**Your task:** Reproduce the section of the material that starts with the line containing "like x=87 y=350." and ends with the line containing "x=545 y=217", both included. Replace "thickest" with "widest", keep everything else unchanged, and omit the pictures.

**The input:**
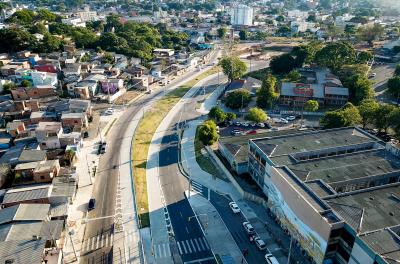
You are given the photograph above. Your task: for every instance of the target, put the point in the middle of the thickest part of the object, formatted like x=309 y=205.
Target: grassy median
x=143 y=135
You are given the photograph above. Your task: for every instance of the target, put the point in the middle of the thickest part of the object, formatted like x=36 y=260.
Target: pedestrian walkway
x=215 y=229
x=87 y=162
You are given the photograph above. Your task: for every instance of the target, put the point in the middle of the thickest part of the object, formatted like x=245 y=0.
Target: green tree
x=370 y=33
x=364 y=56
x=311 y=106
x=243 y=34
x=395 y=122
x=230 y=116
x=282 y=64
x=222 y=32
x=23 y=17
x=15 y=39
x=367 y=109
x=335 y=55
x=360 y=88
x=238 y=99
x=293 y=76
x=217 y=114
x=267 y=95
x=394 y=86
x=256 y=115
x=208 y=132
x=382 y=116
x=26 y=83
x=233 y=67
x=7 y=87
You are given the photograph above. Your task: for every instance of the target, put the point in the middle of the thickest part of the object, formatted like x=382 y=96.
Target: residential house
x=48 y=135
x=35 y=194
x=74 y=120
x=15 y=127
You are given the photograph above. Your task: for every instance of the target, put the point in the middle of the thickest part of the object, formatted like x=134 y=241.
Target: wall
x=297 y=215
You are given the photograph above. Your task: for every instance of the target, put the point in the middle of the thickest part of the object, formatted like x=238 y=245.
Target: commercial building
x=337 y=192
x=319 y=85
x=242 y=15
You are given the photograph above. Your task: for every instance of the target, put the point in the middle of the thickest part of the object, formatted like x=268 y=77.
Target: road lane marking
x=165 y=251
x=194 y=248
x=197 y=244
x=159 y=250
x=205 y=242
x=179 y=247
x=201 y=244
x=168 y=251
x=190 y=250
x=184 y=247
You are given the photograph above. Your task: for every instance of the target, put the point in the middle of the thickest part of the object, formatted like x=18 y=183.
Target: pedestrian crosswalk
x=96 y=242
x=197 y=186
x=193 y=245
x=161 y=250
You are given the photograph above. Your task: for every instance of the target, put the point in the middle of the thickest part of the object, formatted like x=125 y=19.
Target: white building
x=242 y=15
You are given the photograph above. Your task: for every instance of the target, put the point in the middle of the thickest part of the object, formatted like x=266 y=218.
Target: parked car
x=252 y=132
x=249 y=228
x=234 y=207
x=92 y=204
x=290 y=118
x=271 y=259
x=283 y=121
x=260 y=243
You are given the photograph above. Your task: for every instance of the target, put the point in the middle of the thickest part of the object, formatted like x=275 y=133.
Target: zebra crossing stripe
x=194 y=248
x=201 y=244
x=197 y=244
x=184 y=247
x=190 y=250
x=179 y=247
x=205 y=242
x=168 y=251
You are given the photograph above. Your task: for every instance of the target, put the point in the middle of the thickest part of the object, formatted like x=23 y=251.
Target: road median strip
x=143 y=136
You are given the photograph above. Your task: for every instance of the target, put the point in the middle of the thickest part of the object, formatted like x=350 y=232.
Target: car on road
x=234 y=207
x=283 y=121
x=249 y=228
x=290 y=118
x=252 y=132
x=270 y=259
x=260 y=243
x=92 y=204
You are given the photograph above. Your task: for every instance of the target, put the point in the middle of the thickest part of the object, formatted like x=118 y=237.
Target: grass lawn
x=204 y=162
x=143 y=135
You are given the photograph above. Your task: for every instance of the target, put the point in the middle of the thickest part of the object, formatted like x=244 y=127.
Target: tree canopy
x=267 y=95
x=238 y=99
x=208 y=132
x=335 y=55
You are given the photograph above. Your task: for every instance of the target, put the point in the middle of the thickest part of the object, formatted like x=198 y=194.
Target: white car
x=234 y=207
x=249 y=228
x=283 y=121
x=270 y=259
x=260 y=243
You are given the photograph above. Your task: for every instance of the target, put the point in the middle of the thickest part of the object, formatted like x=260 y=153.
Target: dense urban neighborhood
x=200 y=131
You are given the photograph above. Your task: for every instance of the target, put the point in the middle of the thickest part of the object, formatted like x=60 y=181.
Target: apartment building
x=337 y=192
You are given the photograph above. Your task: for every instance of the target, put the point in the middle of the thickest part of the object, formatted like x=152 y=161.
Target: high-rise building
x=242 y=15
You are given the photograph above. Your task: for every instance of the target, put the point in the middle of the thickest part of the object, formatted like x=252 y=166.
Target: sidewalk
x=215 y=229
x=87 y=160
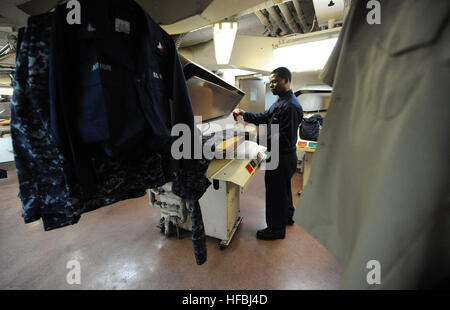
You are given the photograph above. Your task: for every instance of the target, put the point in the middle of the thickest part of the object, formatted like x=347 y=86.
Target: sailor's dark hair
x=283 y=73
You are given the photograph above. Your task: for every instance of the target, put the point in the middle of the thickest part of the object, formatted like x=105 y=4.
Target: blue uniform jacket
x=122 y=85
x=287 y=113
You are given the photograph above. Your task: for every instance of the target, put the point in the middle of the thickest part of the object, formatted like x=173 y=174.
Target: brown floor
x=119 y=247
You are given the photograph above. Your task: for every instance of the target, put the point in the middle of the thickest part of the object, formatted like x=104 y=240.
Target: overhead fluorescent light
x=311 y=56
x=8 y=91
x=224 y=35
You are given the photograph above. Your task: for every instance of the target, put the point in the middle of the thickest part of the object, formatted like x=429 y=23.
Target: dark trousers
x=279 y=207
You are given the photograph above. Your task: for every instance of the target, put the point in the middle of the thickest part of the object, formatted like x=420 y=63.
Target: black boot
x=270 y=234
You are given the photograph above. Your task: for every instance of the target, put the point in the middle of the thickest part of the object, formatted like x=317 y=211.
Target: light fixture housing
x=224 y=36
x=305 y=57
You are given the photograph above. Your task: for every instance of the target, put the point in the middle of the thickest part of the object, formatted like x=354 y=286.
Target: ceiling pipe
x=277 y=19
x=288 y=17
x=264 y=20
x=301 y=16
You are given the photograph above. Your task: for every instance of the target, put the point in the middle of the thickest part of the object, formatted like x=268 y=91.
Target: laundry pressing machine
x=214 y=99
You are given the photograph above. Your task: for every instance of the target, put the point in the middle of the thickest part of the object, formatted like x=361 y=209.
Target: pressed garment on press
x=379 y=183
x=49 y=170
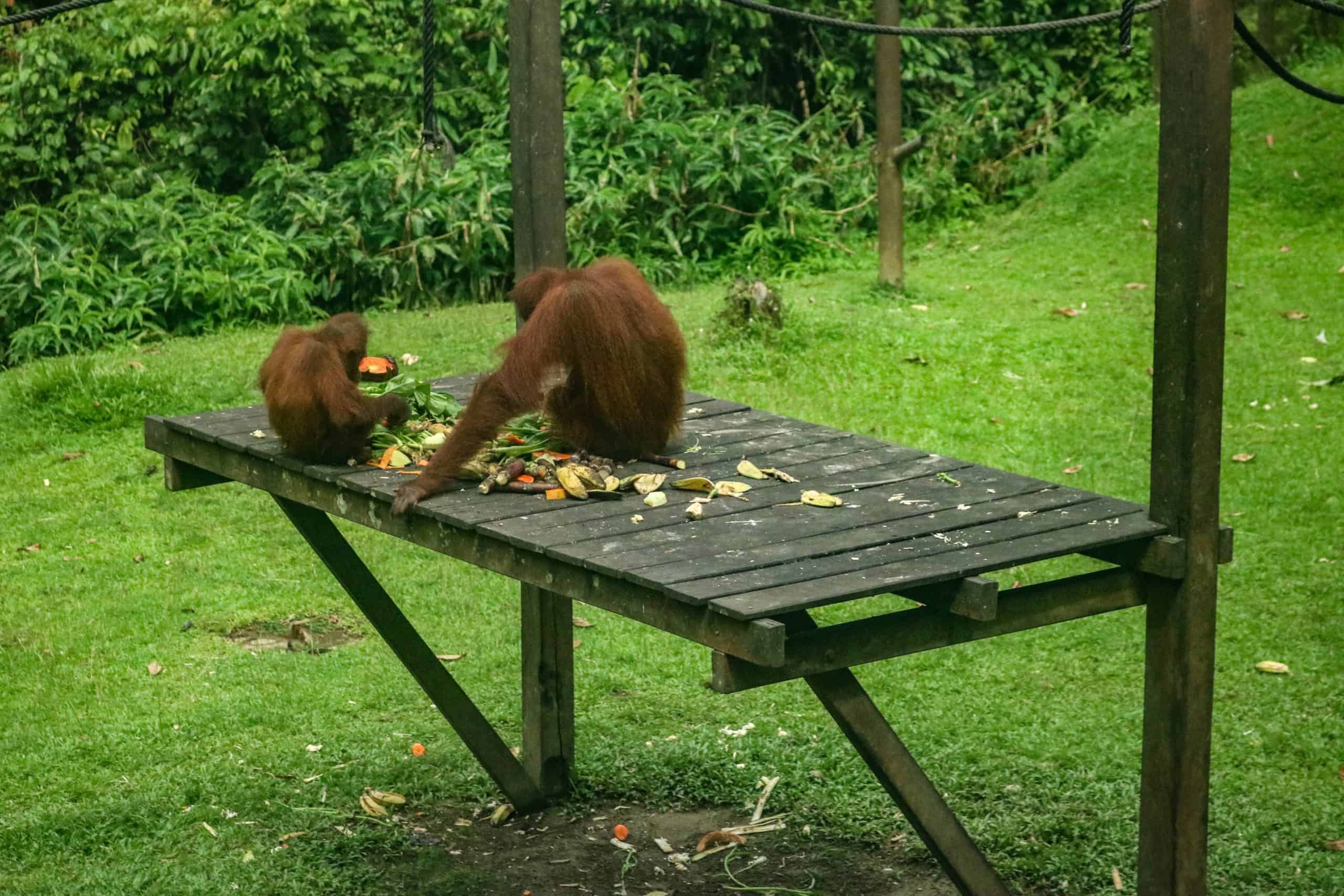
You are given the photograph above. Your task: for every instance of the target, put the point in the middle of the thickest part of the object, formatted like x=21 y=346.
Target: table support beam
x=406 y=642
x=902 y=778
x=548 y=690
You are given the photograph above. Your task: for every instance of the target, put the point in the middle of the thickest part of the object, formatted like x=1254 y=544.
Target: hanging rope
x=433 y=140
x=38 y=15
x=1127 y=23
x=1312 y=90
x=988 y=31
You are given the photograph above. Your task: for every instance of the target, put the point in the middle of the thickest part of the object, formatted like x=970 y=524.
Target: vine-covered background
x=170 y=168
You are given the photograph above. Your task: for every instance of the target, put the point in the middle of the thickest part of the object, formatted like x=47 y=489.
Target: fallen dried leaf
x=387 y=798
x=718 y=839
x=750 y=471
x=371 y=806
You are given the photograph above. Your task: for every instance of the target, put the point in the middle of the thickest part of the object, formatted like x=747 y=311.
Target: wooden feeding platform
x=740 y=581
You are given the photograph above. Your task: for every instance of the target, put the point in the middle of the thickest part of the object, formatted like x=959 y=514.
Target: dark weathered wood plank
x=830 y=542
x=668 y=524
x=215 y=424
x=548 y=690
x=761 y=641
x=401 y=636
x=902 y=778
x=936 y=567
x=766 y=524
x=924 y=541
x=905 y=632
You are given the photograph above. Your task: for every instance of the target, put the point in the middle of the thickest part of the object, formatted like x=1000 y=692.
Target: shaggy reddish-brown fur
x=312 y=394
x=598 y=352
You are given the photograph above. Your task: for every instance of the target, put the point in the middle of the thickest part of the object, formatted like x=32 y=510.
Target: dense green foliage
x=701 y=139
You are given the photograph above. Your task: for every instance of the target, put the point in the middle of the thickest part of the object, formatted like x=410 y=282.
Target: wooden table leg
x=901 y=775
x=548 y=690
x=406 y=642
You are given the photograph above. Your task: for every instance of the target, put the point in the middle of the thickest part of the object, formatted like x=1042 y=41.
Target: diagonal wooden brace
x=902 y=778
x=397 y=630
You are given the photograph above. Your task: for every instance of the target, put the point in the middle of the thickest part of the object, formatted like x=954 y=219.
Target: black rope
x=433 y=140
x=1312 y=90
x=1324 y=6
x=37 y=15
x=991 y=31
x=1127 y=22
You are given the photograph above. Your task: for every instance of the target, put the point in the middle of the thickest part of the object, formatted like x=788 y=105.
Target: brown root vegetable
x=676 y=464
x=510 y=472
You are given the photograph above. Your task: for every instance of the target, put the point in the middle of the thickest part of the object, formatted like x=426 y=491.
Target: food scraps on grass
x=719 y=839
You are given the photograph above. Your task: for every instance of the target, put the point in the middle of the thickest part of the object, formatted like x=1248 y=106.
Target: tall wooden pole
x=537 y=135
x=891 y=267
x=1193 y=183
x=537 y=145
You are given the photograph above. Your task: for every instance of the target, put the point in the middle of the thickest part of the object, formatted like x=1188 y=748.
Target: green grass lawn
x=1035 y=736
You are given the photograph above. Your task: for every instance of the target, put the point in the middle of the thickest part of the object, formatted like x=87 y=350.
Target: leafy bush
x=94 y=268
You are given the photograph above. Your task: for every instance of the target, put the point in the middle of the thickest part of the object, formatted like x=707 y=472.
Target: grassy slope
x=1035 y=738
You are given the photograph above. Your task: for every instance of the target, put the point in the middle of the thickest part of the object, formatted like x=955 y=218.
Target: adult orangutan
x=597 y=352
x=312 y=394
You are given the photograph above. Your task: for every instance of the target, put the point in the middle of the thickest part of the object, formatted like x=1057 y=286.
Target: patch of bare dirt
x=311 y=635
x=560 y=852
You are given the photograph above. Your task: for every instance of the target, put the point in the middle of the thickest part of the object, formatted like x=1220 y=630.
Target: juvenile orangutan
x=312 y=394
x=597 y=352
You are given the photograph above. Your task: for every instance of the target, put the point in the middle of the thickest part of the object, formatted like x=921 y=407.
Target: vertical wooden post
x=537 y=135
x=537 y=147
x=1193 y=182
x=891 y=267
x=548 y=690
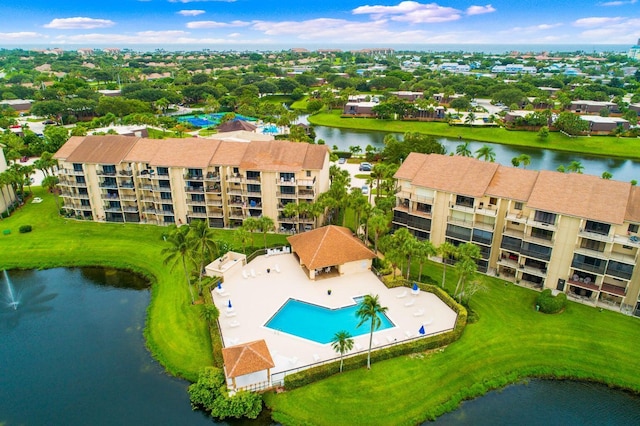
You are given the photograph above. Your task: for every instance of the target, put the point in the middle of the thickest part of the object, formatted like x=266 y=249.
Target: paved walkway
x=256 y=300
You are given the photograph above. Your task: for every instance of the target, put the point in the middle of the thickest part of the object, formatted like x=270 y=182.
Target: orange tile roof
x=107 y=149
x=633 y=206
x=328 y=246
x=578 y=195
x=457 y=174
x=247 y=358
x=512 y=183
x=283 y=156
x=68 y=147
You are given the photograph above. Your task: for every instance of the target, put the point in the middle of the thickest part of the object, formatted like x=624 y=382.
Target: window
x=545 y=217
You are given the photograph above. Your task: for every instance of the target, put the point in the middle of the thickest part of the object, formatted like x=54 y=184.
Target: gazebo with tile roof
x=243 y=362
x=331 y=248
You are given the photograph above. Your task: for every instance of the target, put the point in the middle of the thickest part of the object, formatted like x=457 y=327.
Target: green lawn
x=594 y=145
x=510 y=341
x=174 y=332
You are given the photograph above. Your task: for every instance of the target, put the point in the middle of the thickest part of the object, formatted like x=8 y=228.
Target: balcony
x=194 y=189
x=595 y=236
x=614 y=289
x=306 y=193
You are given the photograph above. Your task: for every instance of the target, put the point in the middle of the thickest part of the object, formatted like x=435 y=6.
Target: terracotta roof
x=247 y=358
x=283 y=156
x=107 y=149
x=633 y=206
x=229 y=154
x=328 y=246
x=233 y=125
x=512 y=183
x=581 y=195
x=457 y=174
x=68 y=147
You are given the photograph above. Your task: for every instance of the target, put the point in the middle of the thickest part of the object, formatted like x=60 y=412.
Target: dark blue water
x=541 y=159
x=73 y=354
x=320 y=324
x=545 y=402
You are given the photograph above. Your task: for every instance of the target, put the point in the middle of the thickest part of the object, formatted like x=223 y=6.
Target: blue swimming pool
x=320 y=324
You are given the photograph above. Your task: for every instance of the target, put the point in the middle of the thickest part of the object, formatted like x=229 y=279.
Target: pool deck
x=256 y=299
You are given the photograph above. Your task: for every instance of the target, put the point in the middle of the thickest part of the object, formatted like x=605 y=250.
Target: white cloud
x=201 y=1
x=411 y=12
x=25 y=35
x=191 y=12
x=596 y=20
x=617 y=3
x=79 y=23
x=480 y=10
x=216 y=24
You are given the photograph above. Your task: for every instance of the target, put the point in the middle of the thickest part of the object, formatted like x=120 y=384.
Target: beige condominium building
x=569 y=232
x=166 y=181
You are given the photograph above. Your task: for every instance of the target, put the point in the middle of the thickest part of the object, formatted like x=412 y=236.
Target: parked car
x=365 y=167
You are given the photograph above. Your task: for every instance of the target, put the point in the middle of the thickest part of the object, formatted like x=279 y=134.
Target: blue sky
x=300 y=23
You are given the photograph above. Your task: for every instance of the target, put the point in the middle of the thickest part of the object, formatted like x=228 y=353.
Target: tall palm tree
x=463 y=150
x=342 y=343
x=369 y=310
x=446 y=250
x=204 y=246
x=486 y=153
x=265 y=224
x=180 y=246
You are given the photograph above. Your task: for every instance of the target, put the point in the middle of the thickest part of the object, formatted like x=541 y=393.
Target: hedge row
x=305 y=377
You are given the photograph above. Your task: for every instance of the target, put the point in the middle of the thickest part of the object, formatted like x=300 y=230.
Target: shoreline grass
x=603 y=146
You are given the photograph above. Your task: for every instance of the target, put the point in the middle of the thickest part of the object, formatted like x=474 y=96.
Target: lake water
x=546 y=402
x=73 y=353
x=541 y=159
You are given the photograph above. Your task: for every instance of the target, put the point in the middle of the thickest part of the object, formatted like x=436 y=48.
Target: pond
x=541 y=159
x=73 y=353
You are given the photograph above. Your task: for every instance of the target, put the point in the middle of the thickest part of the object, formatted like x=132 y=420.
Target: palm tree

**The reply:**
You are given the photograph above. Your task: for every instance of the target, put the point in the middle of the widest part of the object, formatted like x=87 y=350.
Target: leafy bush
x=94 y=268
You are given the photograph above. Your task: for every instance of the target, put the point in the middle of the widest part of the object, formatted like x=707 y=472.
Target: grassy slope
x=1035 y=738
You are given the photograph above. Your task: for every instance of the target, put the point in the middle of the widest part of the object, formatted like x=955 y=218.
Target: adult orangutan
x=597 y=352
x=312 y=394
You are given the photograph above. Your task: for every instance of the target, put the point in the middle of the widest part of the object, formatted like x=1057 y=286.
Target: patch of bare dirt
x=311 y=635
x=560 y=852
You are given the photograph above. Your task: for every instance of the target, put the point in the middle of the widest part of the object, formatted like x=1220 y=630.
Target: juvenile orangutan
x=312 y=394
x=597 y=352
You are given the photograph above. Your task: for every instance of the target, put the point in the middle of the widest part of the object, formatted like x=921 y=407.
Target: vertical wooden post
x=537 y=135
x=537 y=147
x=1193 y=182
x=891 y=267
x=548 y=690
You are given the photograph above. Your task: for every instance of the target, put the point in the middle of the widest part of the object, formatted like x=266 y=249.
Target: paved walkway
x=256 y=300
You are given the photograph above. Your task: for every instance of the target, put the point in the middle of the widest part of the object, formatted like x=270 y=182.
Target: orange tile roof
x=107 y=149
x=633 y=206
x=328 y=246
x=578 y=195
x=457 y=174
x=247 y=358
x=512 y=183
x=283 y=156
x=68 y=147
You are given the photograph above. Your task: for every instance of the target, put the point in the middle of the widest part of the object, formatted like x=624 y=382.
Target: window
x=545 y=217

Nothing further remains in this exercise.